TEXT SHOWN:
BEGIN

Early into the project, several transcription-related problems were identified. Choosing a naturalized approach could provide detail that might obfuscate the substance of the interview. This could have an impact on the analysis (e.g., the sniffling participant may have been viewed differently due to a concern over illness or affectation). A denaturalized approach could result in white-washed data, which removed the fine-grained socio-cultural features of the data or even information that could improve the outcomes of the study (i.e., HIV disclosure intervention programs). Our team had reached a crossroad. Rather than choosing an approach and forging ahead, an intermediate step was added. We paused to reflect on our transcription methods. Although it delayed the project, this period of reflection was invaluable.

Language usage revealed itself as particularly problematic. This included (a) challenges with participant and interviewer pronunciation, (b) vocalizations and non-verbal communication, and (c) the use of irregular grammar. Each of these will be described, their challenges revealed, and options for remediation debated.

END

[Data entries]

BEGIN

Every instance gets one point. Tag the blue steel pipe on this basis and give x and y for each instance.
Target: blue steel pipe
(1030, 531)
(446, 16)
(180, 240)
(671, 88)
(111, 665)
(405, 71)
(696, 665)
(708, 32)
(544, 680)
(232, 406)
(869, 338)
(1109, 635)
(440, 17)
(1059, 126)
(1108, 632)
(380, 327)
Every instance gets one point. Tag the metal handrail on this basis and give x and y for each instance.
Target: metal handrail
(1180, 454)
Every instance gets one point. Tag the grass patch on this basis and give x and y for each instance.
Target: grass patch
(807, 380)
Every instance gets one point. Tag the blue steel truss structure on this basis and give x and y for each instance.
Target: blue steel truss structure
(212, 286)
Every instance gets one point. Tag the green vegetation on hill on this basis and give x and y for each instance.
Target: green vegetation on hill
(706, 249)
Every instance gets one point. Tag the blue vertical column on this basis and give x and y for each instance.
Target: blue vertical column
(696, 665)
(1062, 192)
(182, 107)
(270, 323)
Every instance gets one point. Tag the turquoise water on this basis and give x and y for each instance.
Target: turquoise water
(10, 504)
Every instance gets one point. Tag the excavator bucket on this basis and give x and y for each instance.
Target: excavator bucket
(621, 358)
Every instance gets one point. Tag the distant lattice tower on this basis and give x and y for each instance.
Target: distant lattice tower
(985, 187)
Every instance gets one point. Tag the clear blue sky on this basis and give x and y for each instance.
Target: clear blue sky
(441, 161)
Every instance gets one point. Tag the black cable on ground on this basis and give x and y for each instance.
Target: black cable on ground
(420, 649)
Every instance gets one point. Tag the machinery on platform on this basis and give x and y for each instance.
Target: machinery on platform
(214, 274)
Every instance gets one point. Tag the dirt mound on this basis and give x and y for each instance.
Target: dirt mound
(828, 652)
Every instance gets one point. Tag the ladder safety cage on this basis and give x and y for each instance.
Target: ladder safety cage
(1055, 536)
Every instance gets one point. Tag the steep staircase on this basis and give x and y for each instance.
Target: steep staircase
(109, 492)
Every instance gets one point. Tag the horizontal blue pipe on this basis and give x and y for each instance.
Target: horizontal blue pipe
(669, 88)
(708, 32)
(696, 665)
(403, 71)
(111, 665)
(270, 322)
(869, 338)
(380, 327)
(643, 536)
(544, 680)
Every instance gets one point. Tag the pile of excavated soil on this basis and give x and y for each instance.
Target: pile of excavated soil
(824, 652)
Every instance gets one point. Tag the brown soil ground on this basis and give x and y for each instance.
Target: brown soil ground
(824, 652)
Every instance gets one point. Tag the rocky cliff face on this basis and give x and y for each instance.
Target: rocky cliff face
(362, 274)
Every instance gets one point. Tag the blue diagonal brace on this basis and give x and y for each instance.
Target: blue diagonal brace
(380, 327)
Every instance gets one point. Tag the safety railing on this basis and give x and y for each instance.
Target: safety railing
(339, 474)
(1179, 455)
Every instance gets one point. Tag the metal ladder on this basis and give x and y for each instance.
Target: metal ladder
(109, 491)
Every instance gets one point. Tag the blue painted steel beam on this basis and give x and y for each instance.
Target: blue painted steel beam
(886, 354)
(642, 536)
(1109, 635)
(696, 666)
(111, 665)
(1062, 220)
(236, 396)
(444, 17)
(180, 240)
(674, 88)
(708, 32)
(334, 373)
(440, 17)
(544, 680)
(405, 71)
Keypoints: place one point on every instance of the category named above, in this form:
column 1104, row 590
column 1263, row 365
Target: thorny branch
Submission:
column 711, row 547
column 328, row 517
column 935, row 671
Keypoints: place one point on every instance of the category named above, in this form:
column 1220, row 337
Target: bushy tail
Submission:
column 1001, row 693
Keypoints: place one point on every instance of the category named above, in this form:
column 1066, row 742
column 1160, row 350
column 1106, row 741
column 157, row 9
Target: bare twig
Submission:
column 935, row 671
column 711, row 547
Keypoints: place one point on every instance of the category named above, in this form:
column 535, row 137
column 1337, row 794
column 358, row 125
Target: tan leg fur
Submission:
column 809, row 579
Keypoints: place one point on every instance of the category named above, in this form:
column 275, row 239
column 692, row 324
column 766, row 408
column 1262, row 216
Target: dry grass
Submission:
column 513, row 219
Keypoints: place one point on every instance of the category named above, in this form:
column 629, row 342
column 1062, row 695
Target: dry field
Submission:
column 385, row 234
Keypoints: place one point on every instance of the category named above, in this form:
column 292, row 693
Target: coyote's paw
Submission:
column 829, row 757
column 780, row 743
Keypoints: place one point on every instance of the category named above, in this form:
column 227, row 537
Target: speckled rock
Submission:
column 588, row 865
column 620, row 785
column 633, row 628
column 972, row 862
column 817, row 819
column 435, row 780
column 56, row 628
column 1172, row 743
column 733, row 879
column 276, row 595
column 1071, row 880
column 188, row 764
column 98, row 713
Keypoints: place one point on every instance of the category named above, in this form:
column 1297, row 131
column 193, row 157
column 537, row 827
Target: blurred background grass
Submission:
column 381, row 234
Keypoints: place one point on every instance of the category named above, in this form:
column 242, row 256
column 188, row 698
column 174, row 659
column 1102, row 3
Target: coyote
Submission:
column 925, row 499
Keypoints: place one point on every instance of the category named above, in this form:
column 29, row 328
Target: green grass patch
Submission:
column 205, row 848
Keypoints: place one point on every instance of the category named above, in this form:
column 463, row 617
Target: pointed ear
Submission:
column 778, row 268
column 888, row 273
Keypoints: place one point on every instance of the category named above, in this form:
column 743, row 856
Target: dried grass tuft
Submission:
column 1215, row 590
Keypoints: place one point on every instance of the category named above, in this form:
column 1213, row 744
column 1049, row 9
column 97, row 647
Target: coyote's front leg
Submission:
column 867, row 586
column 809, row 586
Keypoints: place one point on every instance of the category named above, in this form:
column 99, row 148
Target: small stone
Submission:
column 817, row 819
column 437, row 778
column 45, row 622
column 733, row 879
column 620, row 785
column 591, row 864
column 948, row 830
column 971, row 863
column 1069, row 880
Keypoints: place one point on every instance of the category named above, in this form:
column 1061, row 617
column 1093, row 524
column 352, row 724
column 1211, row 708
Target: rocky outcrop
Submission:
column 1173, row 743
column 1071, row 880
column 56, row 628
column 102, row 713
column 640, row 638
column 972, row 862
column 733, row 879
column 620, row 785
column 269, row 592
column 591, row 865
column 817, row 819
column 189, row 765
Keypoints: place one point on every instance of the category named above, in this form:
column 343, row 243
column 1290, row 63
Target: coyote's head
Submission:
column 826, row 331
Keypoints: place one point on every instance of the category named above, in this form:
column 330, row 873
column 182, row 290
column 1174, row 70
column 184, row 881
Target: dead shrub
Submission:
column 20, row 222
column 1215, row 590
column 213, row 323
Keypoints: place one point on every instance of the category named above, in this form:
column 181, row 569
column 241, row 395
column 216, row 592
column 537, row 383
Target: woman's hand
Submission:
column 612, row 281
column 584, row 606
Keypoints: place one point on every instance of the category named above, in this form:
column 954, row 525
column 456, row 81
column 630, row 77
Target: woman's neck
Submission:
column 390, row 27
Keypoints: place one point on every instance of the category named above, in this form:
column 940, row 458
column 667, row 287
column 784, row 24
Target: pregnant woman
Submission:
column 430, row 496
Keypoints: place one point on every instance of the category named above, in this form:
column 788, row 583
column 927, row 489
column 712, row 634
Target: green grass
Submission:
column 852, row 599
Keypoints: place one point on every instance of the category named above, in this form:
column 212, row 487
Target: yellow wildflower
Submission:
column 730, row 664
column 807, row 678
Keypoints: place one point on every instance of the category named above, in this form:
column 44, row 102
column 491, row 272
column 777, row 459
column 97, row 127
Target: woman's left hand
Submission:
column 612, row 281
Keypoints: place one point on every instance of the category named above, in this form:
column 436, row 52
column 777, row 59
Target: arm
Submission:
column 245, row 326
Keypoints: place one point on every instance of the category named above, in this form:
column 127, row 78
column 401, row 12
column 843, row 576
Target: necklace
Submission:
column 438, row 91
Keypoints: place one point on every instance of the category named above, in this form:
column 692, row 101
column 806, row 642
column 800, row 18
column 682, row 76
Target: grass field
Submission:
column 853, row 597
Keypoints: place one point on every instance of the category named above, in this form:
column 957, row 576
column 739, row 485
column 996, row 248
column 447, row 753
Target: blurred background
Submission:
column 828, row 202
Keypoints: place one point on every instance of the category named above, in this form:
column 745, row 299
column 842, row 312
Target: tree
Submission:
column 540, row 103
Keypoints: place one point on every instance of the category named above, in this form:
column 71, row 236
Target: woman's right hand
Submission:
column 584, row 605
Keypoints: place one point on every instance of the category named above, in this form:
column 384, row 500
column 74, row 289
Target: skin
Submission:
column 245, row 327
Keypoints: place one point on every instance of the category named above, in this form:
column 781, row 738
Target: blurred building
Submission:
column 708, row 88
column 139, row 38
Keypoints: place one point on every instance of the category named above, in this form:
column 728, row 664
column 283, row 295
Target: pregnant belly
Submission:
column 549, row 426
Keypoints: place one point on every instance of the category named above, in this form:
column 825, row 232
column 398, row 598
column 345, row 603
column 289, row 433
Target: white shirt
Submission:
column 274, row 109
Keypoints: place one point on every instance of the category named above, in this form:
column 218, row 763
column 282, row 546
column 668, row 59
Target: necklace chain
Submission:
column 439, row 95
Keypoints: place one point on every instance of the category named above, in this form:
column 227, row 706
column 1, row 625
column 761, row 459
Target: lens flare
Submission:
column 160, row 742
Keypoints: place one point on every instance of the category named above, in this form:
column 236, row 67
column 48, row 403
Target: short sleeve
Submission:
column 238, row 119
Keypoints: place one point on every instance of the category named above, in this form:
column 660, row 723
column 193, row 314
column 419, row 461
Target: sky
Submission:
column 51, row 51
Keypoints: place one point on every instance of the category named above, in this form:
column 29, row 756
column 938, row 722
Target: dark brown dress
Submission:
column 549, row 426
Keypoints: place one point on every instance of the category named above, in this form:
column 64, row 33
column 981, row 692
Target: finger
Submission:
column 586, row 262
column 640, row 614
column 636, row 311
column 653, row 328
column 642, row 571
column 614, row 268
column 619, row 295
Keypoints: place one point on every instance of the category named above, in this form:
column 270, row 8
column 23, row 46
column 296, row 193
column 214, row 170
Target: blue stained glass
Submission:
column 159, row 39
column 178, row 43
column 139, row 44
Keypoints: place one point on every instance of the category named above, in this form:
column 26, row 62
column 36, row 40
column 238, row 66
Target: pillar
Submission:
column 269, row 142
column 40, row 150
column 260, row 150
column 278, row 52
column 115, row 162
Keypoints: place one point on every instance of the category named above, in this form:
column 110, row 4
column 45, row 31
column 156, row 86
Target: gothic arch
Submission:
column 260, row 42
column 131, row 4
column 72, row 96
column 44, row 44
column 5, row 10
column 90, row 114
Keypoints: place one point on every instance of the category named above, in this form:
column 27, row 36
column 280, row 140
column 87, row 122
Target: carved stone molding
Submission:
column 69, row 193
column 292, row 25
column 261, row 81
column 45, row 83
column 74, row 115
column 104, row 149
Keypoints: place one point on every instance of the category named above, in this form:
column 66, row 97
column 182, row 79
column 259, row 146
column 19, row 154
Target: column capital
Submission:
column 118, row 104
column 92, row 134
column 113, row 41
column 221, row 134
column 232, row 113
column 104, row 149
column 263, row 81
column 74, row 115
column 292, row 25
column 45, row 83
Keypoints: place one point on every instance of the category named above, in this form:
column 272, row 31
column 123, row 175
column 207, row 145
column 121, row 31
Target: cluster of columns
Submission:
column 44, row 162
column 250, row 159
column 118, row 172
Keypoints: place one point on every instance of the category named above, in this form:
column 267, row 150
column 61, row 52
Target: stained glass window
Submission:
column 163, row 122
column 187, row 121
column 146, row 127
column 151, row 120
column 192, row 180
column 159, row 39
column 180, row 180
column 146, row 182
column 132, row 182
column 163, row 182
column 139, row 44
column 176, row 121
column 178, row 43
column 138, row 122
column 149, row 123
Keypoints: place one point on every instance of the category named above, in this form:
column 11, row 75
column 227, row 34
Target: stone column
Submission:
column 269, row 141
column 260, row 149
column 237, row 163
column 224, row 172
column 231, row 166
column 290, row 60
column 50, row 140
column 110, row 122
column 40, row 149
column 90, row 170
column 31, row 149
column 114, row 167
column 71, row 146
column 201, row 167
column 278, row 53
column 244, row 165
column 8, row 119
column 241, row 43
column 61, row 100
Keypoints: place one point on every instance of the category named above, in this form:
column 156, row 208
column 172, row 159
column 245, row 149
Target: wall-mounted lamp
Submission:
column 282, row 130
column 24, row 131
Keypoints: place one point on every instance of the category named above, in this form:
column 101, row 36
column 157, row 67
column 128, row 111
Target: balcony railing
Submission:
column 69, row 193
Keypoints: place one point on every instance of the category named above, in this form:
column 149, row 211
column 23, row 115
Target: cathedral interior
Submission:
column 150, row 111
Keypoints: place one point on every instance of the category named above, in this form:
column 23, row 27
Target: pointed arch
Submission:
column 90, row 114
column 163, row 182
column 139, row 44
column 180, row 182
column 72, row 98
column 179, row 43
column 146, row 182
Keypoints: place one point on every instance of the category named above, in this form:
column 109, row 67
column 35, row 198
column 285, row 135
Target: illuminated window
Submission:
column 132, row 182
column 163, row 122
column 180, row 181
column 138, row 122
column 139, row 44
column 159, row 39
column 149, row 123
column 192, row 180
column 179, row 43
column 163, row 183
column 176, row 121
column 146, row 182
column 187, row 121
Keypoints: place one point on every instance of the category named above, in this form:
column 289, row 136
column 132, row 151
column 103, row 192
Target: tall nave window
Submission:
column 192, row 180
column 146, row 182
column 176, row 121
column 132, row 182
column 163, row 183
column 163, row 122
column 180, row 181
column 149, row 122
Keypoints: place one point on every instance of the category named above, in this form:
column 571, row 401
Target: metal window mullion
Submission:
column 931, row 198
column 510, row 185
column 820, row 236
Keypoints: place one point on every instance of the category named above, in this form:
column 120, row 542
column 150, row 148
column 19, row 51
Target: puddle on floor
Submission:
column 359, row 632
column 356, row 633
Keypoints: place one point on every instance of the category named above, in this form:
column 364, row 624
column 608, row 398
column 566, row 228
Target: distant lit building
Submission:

END

CHALLENGES:
[a] Duplicate the passage on transcription methods between "Early into the" and "reflection was invaluable.", inclusive.
[b] Answer these questions using the passage on transcription methods:
(i) What could a denaturalized approach result in?
(ii) What did the team do instead of choosing an approach and forging ahead?
(iii) What revealed itself as particularly problematic?

THE REPLIES:
[a]
Early into the project, several transcription-related problems were identified. Choosing a naturalized approach could provide detail that might obfuscate the substance of the interview. This could have an impact on the analysis (e.g., the sniffling participant may have been viewed differently due to a concern over illness or affectation). A denaturalized approach could result in white-washed data, which removed the fine-grained socio-cultural features of the data or even information that could improve the outcomes of the study (i.e., HIV disclosure intervention programs). Our team had reached a crossroad. Rather than choosing an approach and forging ahead, an intermediate step was added. We paused to reflect on our transcription methods. Although it delayed the project, this period of reflection was invaluable.

[b]
(i) White-washed data.
(ii) They added an intermediate step and paused to reflect on their transcription methods.
(iii) Language usage.